====== INFORMATION PROVIDED ======
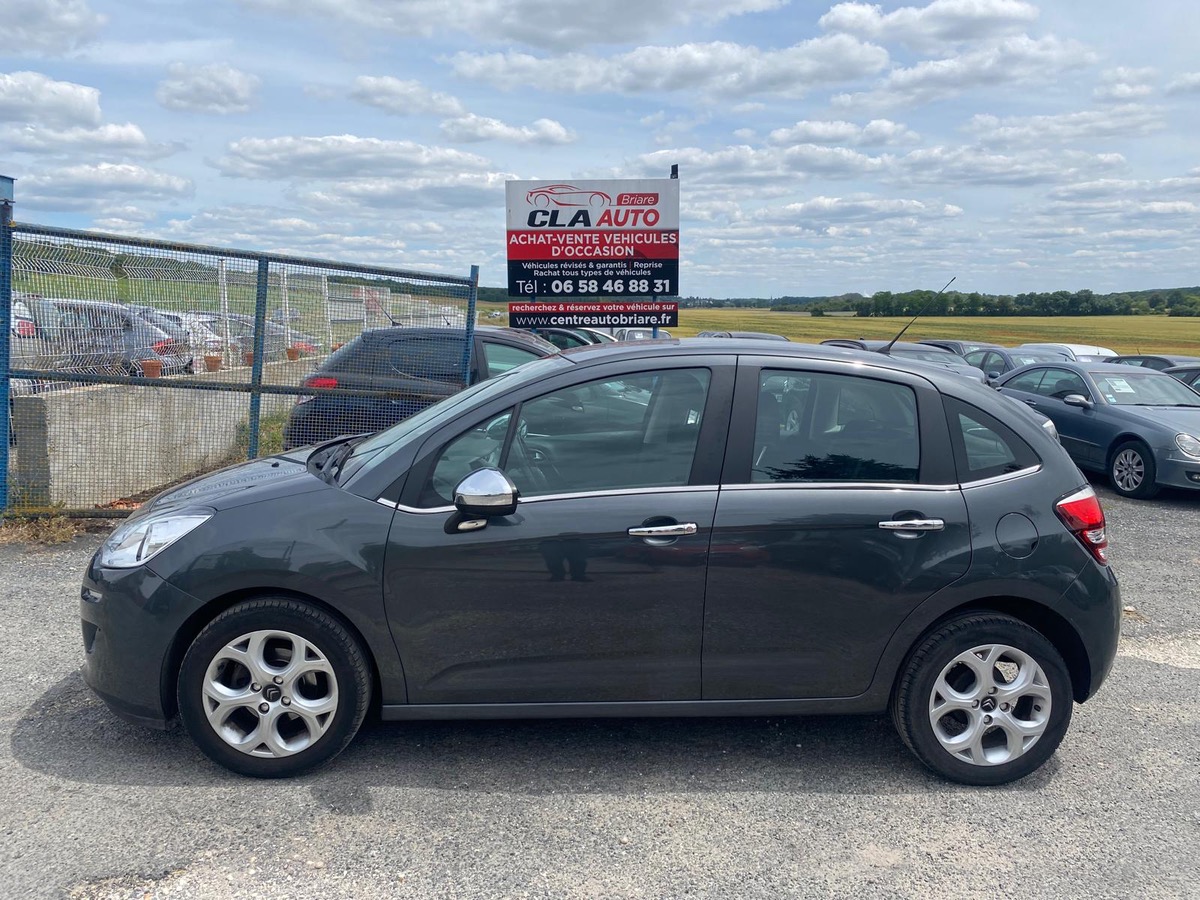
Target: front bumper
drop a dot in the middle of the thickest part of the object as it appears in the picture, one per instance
(131, 618)
(1177, 471)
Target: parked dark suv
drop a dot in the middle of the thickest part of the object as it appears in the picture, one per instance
(385, 375)
(628, 529)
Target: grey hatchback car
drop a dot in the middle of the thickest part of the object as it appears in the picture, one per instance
(628, 529)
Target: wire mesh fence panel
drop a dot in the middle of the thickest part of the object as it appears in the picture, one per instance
(137, 364)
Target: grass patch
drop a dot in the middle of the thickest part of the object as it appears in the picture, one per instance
(51, 529)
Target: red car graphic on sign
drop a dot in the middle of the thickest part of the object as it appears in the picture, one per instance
(567, 196)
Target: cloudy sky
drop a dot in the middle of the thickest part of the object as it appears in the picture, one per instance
(822, 148)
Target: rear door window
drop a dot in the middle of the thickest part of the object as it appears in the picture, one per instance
(501, 358)
(833, 427)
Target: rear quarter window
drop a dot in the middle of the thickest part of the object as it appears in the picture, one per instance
(983, 445)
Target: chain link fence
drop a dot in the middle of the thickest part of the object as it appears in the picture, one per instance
(137, 364)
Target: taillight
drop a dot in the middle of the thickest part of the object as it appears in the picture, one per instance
(1081, 514)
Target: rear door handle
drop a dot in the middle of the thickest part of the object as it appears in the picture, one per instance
(912, 527)
(673, 531)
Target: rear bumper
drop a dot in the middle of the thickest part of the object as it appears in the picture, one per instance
(1095, 598)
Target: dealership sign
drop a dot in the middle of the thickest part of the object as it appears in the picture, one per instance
(593, 238)
(621, 313)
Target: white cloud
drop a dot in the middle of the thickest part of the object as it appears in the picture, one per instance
(875, 133)
(216, 88)
(823, 211)
(90, 187)
(721, 69)
(1014, 60)
(341, 156)
(118, 139)
(1187, 83)
(976, 166)
(400, 97)
(1123, 121)
(47, 27)
(471, 129)
(31, 97)
(933, 25)
(538, 23)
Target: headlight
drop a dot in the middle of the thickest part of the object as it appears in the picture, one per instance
(137, 541)
(1188, 444)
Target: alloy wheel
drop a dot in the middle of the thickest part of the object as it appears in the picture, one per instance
(990, 705)
(270, 694)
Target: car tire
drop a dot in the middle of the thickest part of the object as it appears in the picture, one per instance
(977, 726)
(252, 707)
(1132, 471)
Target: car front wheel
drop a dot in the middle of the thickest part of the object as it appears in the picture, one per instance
(984, 700)
(1132, 471)
(273, 688)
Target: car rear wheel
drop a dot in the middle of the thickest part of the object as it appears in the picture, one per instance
======
■ **PROBLEM DESCRIPTION**: Print the records above verbatim, minus any pictures.

■ **RESPONSE BOX**:
Target: front bumper
drop a dot in the middle of the thickest part of the object as it appears in the picture, one per instance
(131, 618)
(1177, 471)
Target: parked dark suv
drop a dot in the middle of the thickest part of the object as it appears in the picture, one per instance
(385, 375)
(628, 529)
Target: grey hatchback car
drop a dot in the middle of the thickest part of the object as it appears in the picture, one per instance
(628, 529)
Target: wire mesh fence panel
drop a dot in the middle of the thickest part of the object as it appears in the picture, one per instance
(137, 364)
Target: grass patch
drop a dot in the middle of the thickest part of the object as it appears in the picture, one per instance
(51, 529)
Target: red car graphic on sign
drop a dot in the middle of the thickest part of the object as it appears in the picture, one per instance
(567, 196)
Target: cloudy sky
drop a dot in the middle of the thickest part of the object as it appears in the picture, one per instance
(822, 148)
Target: rear door window
drop a dot in the middle of the thickest part of the object as it appears in the picture, one per instance
(501, 358)
(833, 427)
Target: rear quarter window
drop a dot in the middle of the thickest part of the object as it appears in the picture, one per instance
(983, 445)
Target: chain link fence
drop a dot in the middle of the thickest part of the object as it appears in the picture, one per instance
(137, 364)
Target: taillight
drop a dot in the middle of the thickest part of the object as it appears in the picture, one per instance
(1081, 514)
Target: rear door handle
drop a dot in the middle of the thickest part of the object as it appears in the picture, one per instance
(912, 527)
(673, 531)
Target: rear bumper
drop a dot in the middle of the thickest part of the object as it appears in the picture, one per instance
(1095, 598)
Target: dealership sign
drop a dot in the middle of the thickest part of the object as it appears in the picture, one per instance
(593, 238)
(621, 313)
Target: white cloud
drop a dot in the middle of the thickest part of the object as it appears in the picture, one per instance
(875, 133)
(216, 88)
(823, 211)
(90, 187)
(721, 69)
(1014, 60)
(341, 156)
(118, 139)
(1187, 83)
(976, 166)
(400, 97)
(1123, 121)
(47, 27)
(471, 129)
(31, 97)
(933, 25)
(538, 23)
Target: headlight
drop a dot in the middle of the thickest part of the object as it appears in the picture, one per instance
(137, 541)
(1188, 444)
Target: alloy wheel
drop a dot in the middle of the thickest part of the object as it appears in the picture, one per instance
(990, 705)
(270, 694)
Target: car tire
drop a dot in the middle of the thickest part of the object as it appears in the picture, one per instance
(977, 726)
(252, 707)
(1132, 471)
Target: car front wheel
drop a dot in the middle of the thickest part of the object as it appears in the picture, one per instance
(984, 700)
(1132, 471)
(273, 688)
Target: car rear wheel
drop a dot in the middle of the thickest part of the object as it appears in the picture, one per instance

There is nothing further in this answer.